Task prompt: Return, verbatim, the portion of the Mississippi Supreme Court case excerpt starting at "Judges: Alexander, J., joins" and ending at "May 9, 1949.".

Case Name: James et al. v. Tax Investment Co. et al.
Court: Mississippi Supreme Court
Jurisdiction: Mississippi
Decision Date: 1949-05-09
Citations: 206 Miss. 605
Docket Number: 
Parties: James et al. v. Tax Investment Co. et al.
Judges: Alexander, J., joins in this dissent.
Reporter: Mississippi Reports
Volume: 206
Pages: 605–630

Head Matter:
James et al. v. Tax Investment Co. et al.
In Banc.
May 9, 1949.
(40 So. (2d) 539)
Smith & Jones, for appellants.
W. W. Simmons, and A. D. Somerville, for appellees.

Opinion:
Hall, J.
Appellants brought suit in chancery seeking cancellation of a tax deed to Tax Investment Company, a deed from that company to Elisha Shaffer, and a deed of trust from Elisha Shaffer to Tax Investment Company, and from a decree dismissing their bill and denying the relief sought they have appealed to this court.

Data:
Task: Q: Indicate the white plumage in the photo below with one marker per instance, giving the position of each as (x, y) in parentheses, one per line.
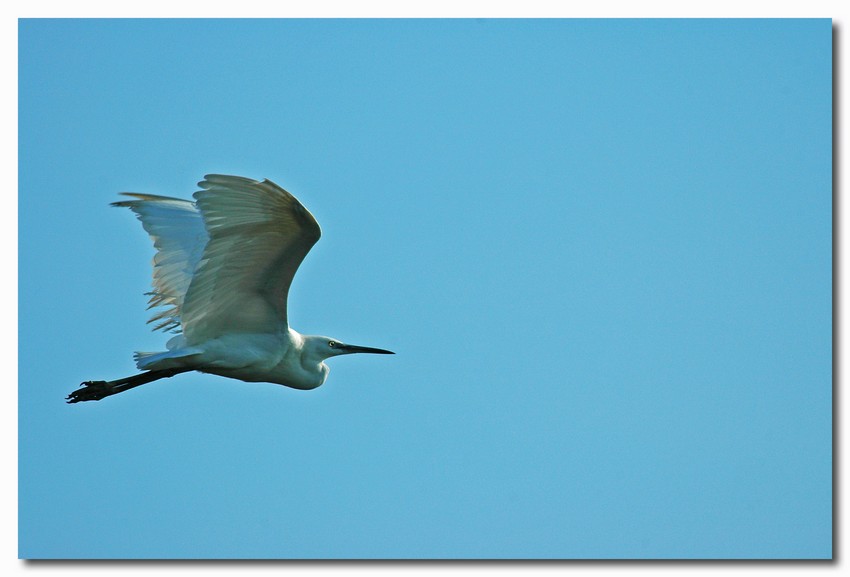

Written response:
Judges: Alexander, J., joins in this dissent.
Reporter: Mississippi Reports
Volume: 206
Pages: 605–630

Head Matter:
James et al. v. Tax Investment Co. et al.
In Banc.
May 9, 1949.